Input data:
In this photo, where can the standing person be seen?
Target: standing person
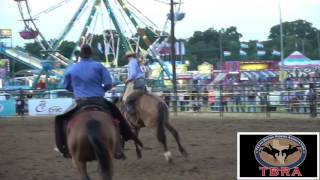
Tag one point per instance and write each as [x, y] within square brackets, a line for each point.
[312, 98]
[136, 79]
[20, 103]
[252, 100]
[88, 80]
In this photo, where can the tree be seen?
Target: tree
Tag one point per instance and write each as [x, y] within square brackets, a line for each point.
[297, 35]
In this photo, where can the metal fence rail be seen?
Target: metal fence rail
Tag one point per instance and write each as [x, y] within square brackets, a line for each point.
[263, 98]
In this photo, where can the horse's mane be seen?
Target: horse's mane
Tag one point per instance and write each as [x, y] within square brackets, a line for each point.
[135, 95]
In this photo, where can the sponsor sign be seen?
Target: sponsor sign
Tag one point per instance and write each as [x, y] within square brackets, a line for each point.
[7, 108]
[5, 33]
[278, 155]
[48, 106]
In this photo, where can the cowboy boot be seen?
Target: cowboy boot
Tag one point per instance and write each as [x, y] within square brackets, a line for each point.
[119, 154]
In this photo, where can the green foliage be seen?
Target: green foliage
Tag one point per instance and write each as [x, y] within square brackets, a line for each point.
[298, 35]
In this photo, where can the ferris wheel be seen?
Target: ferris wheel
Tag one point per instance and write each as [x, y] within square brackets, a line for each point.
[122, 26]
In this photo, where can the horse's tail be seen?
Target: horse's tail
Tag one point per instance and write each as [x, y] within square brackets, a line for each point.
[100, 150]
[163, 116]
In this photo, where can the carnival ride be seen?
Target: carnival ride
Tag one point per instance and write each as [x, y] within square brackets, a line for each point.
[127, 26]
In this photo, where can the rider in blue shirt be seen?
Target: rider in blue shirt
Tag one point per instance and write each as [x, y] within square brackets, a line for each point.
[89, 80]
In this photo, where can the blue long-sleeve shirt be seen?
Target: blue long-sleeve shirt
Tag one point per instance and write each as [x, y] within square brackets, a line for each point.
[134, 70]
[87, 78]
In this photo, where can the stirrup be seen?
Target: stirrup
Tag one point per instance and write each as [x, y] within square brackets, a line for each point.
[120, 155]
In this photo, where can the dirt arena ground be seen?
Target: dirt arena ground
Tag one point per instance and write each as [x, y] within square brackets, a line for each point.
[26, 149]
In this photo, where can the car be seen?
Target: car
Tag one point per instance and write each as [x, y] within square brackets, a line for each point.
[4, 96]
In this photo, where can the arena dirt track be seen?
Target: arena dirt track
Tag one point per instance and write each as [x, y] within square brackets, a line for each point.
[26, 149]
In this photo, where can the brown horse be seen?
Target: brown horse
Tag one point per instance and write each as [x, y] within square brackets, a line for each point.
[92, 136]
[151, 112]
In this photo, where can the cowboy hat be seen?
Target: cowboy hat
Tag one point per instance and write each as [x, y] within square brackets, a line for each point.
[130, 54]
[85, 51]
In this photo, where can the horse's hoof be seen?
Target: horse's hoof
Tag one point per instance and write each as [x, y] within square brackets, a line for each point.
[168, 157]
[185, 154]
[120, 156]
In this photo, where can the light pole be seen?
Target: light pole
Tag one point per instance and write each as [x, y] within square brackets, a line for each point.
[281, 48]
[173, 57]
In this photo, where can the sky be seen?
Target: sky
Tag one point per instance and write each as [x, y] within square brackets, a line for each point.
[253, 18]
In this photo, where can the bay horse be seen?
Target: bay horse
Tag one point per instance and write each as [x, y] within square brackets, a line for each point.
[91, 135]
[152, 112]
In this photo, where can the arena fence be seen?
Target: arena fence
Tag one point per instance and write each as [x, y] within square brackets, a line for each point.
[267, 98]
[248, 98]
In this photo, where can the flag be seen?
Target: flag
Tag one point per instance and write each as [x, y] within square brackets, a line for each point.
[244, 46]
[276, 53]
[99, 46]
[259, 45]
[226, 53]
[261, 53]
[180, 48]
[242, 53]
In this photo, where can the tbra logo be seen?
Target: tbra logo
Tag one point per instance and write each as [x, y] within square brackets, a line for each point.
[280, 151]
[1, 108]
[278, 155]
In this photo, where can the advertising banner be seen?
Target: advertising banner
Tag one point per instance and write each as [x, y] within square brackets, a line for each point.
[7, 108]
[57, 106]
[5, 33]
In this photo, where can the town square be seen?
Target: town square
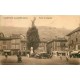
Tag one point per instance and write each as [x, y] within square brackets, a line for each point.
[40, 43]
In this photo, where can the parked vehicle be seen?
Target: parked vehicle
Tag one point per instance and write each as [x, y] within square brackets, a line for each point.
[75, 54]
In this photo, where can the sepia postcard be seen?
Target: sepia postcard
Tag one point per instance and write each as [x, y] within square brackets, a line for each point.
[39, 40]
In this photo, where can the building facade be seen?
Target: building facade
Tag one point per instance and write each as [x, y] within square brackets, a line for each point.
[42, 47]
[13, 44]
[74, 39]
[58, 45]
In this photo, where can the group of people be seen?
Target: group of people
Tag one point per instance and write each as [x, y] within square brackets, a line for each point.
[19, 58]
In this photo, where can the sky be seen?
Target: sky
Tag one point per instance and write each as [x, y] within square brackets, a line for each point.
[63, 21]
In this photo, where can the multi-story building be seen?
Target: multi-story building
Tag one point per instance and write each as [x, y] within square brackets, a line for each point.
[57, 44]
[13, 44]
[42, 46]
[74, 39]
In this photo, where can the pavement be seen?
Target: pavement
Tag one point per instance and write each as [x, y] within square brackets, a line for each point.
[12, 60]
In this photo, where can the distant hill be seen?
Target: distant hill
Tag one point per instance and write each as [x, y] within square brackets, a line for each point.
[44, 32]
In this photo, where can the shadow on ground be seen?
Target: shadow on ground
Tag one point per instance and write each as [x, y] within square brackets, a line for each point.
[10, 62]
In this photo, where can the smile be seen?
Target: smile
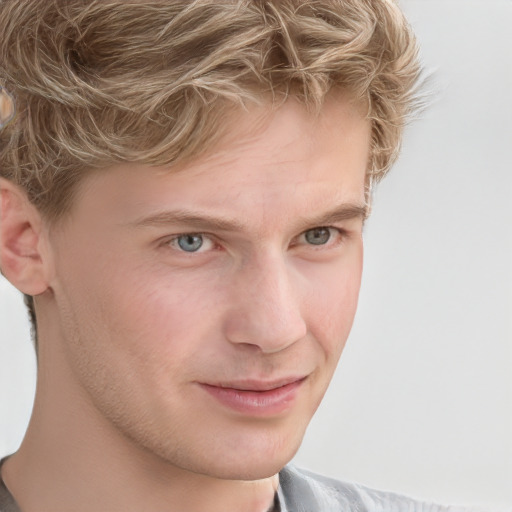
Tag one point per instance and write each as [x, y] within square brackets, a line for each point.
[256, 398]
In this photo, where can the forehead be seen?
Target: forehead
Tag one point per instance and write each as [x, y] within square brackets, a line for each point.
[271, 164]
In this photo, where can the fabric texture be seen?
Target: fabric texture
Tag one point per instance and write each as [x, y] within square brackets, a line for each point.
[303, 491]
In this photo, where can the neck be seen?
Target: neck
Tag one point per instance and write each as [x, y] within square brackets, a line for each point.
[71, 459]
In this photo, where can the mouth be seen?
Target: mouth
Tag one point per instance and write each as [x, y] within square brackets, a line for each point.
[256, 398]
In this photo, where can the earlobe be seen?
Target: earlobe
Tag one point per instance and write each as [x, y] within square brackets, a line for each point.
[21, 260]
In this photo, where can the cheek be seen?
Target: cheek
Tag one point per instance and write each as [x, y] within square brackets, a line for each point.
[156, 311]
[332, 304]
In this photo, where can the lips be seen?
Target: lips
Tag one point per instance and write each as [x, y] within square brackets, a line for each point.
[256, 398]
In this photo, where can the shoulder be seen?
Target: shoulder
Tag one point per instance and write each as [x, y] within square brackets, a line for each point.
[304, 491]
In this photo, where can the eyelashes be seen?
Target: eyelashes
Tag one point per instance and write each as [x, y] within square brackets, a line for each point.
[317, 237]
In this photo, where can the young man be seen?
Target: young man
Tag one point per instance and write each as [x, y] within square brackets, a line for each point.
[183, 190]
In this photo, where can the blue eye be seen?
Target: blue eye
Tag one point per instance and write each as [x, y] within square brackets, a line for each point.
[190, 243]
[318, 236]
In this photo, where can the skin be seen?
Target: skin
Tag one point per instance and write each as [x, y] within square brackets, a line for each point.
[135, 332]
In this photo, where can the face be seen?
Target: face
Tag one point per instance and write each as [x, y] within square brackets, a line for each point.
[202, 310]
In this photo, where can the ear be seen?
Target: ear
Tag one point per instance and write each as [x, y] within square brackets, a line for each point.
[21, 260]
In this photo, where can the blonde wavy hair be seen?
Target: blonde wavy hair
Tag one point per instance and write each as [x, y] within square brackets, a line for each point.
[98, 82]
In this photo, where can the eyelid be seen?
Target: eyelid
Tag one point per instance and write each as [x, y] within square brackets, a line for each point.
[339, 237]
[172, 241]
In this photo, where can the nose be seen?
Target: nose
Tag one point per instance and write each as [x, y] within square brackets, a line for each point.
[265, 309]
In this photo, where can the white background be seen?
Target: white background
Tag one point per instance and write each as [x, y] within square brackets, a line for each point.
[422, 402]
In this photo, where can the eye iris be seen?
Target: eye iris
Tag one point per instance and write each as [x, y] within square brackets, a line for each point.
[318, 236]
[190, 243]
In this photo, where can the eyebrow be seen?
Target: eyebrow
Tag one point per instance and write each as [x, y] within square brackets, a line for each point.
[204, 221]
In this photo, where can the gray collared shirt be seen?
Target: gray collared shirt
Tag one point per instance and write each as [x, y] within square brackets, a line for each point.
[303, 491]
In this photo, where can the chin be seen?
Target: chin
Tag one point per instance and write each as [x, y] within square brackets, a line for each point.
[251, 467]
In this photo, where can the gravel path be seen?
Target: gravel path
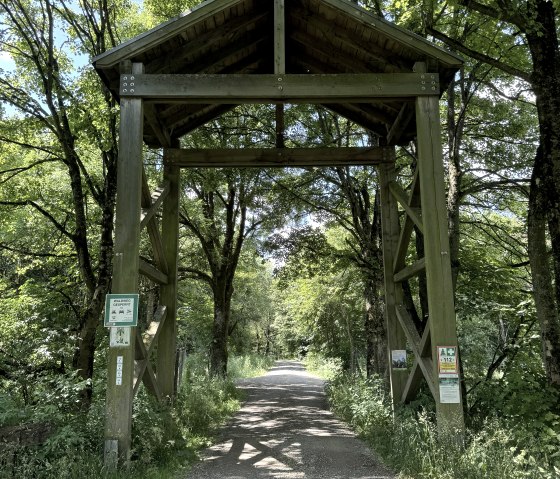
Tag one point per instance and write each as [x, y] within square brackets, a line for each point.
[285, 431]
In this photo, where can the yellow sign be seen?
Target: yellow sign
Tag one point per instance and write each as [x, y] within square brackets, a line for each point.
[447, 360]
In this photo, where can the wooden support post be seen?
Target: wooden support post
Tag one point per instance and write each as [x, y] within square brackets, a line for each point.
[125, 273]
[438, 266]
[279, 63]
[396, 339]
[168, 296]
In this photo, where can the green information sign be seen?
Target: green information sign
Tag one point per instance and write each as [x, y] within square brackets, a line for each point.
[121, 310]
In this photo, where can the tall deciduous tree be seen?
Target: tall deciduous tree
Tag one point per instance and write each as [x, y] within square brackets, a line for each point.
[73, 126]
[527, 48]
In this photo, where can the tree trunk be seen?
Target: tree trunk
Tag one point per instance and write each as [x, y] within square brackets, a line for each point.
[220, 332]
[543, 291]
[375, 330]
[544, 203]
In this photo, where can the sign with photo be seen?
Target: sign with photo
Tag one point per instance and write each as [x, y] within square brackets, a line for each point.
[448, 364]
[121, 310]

...

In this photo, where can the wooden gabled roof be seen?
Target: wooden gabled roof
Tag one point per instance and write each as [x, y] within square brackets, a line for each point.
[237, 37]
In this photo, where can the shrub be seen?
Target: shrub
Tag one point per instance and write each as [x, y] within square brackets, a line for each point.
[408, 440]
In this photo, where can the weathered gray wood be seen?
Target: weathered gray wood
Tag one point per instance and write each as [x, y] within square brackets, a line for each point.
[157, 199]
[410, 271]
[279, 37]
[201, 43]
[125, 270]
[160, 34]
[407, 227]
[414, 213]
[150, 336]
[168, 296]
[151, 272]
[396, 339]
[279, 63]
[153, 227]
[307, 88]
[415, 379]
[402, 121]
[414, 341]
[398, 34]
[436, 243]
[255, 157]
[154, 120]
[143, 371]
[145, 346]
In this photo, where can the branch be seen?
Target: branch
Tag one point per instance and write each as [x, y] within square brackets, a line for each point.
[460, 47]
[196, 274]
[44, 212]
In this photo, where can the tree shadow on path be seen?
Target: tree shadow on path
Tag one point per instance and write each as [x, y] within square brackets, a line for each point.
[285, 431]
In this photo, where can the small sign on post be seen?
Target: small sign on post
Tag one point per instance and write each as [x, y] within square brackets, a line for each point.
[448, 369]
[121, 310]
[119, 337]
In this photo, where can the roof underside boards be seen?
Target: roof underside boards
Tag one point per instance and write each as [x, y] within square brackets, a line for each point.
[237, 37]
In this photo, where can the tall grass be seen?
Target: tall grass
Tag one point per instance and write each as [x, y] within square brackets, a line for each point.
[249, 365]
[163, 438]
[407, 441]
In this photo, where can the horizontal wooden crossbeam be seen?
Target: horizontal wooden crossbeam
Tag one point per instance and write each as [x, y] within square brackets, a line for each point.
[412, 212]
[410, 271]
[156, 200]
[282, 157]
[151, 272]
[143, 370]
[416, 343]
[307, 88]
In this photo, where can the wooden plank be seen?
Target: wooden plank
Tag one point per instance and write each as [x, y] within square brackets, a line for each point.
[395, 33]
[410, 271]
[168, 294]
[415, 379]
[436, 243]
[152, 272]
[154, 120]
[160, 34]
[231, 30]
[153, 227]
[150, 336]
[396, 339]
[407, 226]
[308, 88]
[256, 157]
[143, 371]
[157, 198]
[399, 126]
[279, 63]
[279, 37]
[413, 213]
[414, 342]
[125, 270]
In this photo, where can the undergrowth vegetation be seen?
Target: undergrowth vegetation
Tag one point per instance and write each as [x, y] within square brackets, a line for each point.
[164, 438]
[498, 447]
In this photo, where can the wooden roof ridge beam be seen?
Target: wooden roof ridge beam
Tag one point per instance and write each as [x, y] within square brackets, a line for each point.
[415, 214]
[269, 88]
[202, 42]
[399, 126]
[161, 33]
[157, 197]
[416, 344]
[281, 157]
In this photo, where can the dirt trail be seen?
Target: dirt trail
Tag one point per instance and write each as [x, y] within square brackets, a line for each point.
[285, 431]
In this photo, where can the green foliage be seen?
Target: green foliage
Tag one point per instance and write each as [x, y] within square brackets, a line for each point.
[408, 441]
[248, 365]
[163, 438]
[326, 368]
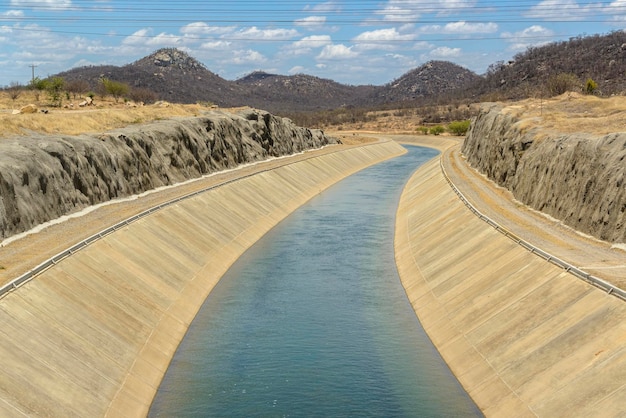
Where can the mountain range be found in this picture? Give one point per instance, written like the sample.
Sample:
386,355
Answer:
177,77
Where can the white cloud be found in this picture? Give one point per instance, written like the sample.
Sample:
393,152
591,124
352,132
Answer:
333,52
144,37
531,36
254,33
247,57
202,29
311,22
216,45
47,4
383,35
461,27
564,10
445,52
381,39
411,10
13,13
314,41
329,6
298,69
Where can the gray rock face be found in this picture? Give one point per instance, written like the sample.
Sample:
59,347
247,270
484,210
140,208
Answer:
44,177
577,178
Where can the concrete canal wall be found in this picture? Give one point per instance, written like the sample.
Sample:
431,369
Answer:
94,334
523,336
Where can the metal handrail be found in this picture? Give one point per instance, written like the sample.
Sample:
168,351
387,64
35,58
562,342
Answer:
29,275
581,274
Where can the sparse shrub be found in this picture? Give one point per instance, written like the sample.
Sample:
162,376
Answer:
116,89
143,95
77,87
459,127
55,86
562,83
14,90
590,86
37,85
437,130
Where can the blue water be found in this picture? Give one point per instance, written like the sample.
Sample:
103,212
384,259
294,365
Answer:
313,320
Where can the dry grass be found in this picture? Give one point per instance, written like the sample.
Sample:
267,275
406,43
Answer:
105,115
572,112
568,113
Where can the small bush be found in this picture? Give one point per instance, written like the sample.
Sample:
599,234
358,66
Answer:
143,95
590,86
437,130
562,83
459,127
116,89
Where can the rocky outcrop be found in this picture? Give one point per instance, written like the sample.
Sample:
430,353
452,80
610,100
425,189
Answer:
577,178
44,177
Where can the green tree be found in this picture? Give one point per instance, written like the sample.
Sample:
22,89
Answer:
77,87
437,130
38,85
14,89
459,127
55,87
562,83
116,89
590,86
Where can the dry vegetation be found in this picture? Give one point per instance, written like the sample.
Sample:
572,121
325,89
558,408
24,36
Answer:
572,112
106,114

Your goal:
Reproduce, word for word and in full, only the lines above that start at the line with "Target: sepia postcard" and run through the line with "In this photo, where can the group", both ends included.

Result below:
Target: sepia postcard
Tag one point per instance and write each as [x, y] within square brackets, a line for each point.
[39, 40]
In this photo, where can the building facade be seen?
Target: building facade
Tag one point per instance and write each as [x, y] within square brackets, a line for each point.
[42, 47]
[13, 44]
[74, 39]
[58, 45]
In this photo, where can the group of people be seen?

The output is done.